Given problem => Produce a verbatim transcription of the records below, beginning at the line containing "Expected: one point per instance of the whale fluke, reported" and ending at the final line; include only those lines.

(Saved entries)

------------

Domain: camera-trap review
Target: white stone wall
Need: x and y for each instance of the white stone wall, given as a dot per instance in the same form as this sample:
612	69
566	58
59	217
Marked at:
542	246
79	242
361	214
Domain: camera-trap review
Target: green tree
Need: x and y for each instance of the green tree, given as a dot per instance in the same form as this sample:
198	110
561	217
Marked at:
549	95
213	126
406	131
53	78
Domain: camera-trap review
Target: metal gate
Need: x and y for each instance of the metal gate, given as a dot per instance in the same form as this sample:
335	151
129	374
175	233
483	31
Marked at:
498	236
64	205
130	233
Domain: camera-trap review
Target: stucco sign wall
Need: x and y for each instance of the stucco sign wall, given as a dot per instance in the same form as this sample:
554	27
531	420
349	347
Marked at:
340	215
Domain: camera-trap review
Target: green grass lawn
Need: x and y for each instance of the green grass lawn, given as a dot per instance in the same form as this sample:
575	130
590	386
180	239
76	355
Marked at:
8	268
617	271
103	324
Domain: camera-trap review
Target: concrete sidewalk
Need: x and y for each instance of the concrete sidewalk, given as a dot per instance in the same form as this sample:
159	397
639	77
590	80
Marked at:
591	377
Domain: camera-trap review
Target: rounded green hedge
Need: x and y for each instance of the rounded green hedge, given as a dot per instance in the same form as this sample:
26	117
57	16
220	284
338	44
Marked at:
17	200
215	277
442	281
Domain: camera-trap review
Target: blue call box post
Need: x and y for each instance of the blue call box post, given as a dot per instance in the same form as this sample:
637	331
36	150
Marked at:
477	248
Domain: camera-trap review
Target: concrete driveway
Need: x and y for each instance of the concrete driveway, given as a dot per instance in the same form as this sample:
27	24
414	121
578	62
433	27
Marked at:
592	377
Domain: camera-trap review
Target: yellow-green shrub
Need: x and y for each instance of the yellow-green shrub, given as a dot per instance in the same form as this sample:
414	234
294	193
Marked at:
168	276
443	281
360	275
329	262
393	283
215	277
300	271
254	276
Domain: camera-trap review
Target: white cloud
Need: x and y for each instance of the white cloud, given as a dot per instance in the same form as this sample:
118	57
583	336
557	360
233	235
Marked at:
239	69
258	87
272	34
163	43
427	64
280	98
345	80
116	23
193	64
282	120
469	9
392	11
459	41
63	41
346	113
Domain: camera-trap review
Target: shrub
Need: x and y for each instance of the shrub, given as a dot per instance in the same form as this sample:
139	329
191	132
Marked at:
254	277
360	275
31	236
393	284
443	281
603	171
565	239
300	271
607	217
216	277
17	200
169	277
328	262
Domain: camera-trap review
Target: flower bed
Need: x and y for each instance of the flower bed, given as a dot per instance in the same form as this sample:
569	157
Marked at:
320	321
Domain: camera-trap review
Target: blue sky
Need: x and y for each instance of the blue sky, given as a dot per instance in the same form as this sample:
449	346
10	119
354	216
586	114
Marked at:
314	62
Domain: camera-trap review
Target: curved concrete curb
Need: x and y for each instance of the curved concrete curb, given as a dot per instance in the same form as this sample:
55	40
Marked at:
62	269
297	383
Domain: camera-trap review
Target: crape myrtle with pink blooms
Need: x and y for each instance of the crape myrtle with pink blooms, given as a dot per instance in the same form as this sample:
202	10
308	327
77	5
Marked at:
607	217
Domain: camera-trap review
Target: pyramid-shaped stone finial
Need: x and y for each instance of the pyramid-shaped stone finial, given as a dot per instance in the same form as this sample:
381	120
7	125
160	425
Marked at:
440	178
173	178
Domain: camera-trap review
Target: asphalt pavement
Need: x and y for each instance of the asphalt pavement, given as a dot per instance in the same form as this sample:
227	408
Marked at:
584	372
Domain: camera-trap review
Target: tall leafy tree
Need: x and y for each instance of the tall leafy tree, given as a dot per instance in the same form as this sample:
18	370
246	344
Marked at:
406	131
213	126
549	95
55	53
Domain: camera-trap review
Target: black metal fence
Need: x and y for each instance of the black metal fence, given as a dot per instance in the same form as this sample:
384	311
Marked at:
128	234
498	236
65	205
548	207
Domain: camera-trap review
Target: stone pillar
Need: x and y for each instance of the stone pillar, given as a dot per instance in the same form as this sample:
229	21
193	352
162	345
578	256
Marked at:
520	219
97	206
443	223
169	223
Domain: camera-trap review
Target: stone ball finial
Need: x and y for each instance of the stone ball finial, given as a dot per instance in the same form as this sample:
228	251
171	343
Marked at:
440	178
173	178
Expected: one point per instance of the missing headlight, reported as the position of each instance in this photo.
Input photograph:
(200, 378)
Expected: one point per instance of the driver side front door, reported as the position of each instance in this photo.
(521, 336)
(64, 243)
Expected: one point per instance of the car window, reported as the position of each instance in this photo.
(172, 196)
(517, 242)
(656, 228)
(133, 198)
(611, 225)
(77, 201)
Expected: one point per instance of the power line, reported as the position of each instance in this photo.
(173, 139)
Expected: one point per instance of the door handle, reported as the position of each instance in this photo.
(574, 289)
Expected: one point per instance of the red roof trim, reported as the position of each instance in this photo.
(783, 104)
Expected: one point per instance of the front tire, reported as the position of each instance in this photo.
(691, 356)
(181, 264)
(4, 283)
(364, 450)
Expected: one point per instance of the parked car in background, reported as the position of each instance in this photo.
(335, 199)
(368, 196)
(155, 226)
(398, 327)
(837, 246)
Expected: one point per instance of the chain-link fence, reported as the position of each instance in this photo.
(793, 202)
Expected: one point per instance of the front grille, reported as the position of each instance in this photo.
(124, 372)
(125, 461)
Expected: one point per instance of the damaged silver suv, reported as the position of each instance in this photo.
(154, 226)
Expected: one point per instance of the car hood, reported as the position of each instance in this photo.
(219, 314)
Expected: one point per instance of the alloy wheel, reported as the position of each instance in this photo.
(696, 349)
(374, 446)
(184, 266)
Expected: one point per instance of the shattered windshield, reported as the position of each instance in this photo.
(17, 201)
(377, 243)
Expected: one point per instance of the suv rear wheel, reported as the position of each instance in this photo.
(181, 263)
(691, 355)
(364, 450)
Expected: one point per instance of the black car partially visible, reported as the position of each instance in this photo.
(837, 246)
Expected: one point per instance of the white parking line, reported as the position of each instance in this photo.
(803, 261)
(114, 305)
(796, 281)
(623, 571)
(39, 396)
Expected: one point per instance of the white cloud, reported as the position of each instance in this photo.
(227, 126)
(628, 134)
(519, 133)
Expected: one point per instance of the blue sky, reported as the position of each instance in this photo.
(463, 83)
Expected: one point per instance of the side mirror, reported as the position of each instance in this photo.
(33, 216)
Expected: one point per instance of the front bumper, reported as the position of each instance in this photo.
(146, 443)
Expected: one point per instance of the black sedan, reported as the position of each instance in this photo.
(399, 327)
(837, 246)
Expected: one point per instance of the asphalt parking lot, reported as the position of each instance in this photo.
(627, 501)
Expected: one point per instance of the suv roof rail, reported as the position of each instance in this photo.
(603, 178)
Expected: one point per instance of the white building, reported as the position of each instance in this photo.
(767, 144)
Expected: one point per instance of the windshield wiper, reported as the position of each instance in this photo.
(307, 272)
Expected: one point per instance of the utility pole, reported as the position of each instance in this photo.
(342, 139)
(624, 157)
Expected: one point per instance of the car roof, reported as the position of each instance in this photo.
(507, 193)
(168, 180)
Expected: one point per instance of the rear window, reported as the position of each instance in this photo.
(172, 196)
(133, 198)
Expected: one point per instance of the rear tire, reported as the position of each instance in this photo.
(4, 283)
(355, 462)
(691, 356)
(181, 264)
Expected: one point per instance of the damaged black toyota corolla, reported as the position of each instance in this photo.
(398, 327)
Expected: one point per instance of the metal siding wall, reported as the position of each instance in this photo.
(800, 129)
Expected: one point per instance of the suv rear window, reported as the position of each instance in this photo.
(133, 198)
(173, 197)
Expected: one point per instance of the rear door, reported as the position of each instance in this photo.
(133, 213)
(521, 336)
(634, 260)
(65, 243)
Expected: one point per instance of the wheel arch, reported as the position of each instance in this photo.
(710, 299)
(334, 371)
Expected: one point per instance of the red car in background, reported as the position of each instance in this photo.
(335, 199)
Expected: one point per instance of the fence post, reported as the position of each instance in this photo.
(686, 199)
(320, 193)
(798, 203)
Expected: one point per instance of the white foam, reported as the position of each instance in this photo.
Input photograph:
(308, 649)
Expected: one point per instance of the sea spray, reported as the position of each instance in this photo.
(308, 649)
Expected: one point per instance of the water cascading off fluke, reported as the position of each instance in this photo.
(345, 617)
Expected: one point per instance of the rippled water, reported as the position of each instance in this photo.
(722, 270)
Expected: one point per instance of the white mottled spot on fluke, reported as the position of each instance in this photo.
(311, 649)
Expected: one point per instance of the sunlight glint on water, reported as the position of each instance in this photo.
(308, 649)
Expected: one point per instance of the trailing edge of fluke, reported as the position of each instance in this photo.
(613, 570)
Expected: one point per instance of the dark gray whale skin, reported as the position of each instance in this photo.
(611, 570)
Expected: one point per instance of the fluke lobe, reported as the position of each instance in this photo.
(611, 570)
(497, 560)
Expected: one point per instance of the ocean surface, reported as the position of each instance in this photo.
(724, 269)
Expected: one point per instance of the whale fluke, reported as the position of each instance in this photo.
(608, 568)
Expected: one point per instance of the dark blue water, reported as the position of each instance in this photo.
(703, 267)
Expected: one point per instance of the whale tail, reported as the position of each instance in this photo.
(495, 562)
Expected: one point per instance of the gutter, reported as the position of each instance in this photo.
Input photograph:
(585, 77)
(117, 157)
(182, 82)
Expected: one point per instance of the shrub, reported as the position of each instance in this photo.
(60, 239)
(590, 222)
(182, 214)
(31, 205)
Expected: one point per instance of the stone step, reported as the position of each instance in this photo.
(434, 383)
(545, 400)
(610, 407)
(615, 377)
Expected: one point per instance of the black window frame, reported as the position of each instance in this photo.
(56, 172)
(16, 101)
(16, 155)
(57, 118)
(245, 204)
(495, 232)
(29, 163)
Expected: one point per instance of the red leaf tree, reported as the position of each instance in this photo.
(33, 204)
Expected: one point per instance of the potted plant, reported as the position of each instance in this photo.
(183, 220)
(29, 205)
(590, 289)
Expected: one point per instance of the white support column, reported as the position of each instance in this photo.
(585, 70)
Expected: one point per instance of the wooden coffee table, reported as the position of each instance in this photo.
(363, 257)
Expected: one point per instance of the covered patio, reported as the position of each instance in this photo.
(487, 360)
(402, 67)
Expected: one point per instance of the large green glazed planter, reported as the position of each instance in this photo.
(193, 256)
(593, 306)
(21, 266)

------------

Task output =>
Expected: one point per instance of the whale fluke, reported as the position of each instance in this photo.
(608, 568)
Expected: one point per instance of the dark blue water, reported as the position of each instance in this photo.
(703, 267)
Expected: one point per instance of the whale tail, reported as the position of each instance in this photo.
(495, 562)
Expected: one point per instance of the gutter, reported as the position of each instance in this photo.
Input photograph:
(585, 77)
(117, 157)
(182, 82)
Expected: one point per instance of the shrub, reported as the position of each instance in this photo.
(60, 239)
(590, 222)
(182, 214)
(31, 205)
Expected: one point per instance of the stone step, reported as the position of each instance in this photo.
(434, 383)
(545, 400)
(610, 407)
(615, 377)
Expected: one point per instance of the black window frame, reported as the position of each instance in this photo.
(56, 172)
(16, 101)
(16, 155)
(57, 118)
(245, 204)
(495, 232)
(29, 163)
Expected: one point per instance of the red leaf tree, reported as the position of each instance in this photo.
(33, 204)
Expected: one point per instance of the potted plant, reported as the position of each instance in this photo.
(183, 220)
(29, 205)
(590, 289)
Expected: one point per instance of the white support column, reported as the position of each instance in this photo.
(585, 70)
Expected: one point per instance of the wooden coffee table, reported as the position of each instance in this photo.
(363, 257)
Expected: one point per instance of the covered patio, reported as the position of each instance in this photo.
(487, 360)
(402, 67)
Expected: one point per instance of the large green glazed planter, reported as the position of each instance in this photo.
(193, 256)
(593, 306)
(21, 266)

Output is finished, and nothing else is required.